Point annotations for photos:
--
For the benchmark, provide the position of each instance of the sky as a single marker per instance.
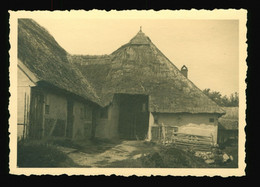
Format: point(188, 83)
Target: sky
point(209, 48)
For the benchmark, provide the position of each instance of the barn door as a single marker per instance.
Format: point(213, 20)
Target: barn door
point(133, 117)
point(36, 115)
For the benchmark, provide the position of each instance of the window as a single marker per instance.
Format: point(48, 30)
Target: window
point(104, 113)
point(81, 113)
point(143, 107)
point(211, 120)
point(47, 109)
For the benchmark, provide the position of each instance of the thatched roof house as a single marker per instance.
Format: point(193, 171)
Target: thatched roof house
point(229, 121)
point(139, 67)
point(228, 125)
point(133, 89)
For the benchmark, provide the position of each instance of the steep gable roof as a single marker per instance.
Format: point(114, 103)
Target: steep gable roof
point(42, 55)
point(139, 67)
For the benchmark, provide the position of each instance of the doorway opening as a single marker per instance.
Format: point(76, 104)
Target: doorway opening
point(133, 117)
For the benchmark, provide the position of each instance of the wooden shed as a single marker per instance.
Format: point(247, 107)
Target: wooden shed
point(228, 125)
point(54, 99)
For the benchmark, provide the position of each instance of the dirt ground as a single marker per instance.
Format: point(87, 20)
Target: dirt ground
point(136, 154)
point(108, 154)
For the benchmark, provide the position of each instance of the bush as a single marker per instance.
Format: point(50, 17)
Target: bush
point(35, 154)
point(171, 157)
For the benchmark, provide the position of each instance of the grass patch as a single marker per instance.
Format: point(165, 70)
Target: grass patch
point(41, 154)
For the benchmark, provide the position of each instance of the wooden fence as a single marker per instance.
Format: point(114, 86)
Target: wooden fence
--
DO THIS: Edit the material from its start through the line containing "point(47, 109)", inclusive, so that "barn door" becomes "stable door" and nothing else changes. Leave the pictures out of your answer.

ANSWER TO THIS PROBLEM:
For the benchmark, provide the position of each instance of the sky as a single marker per instance.
Format: point(188, 83)
Target: sky
point(209, 48)
For the benchmark, provide the position of each instance of the stable door as a single marker per instance.
Format: point(213, 20)
Target: stable door
point(133, 117)
point(36, 115)
For the benchmark, provide the position of each instance of the window as a single marker per instance.
Format: point(48, 30)
Target: window
point(104, 113)
point(81, 113)
point(143, 107)
point(211, 120)
point(47, 109)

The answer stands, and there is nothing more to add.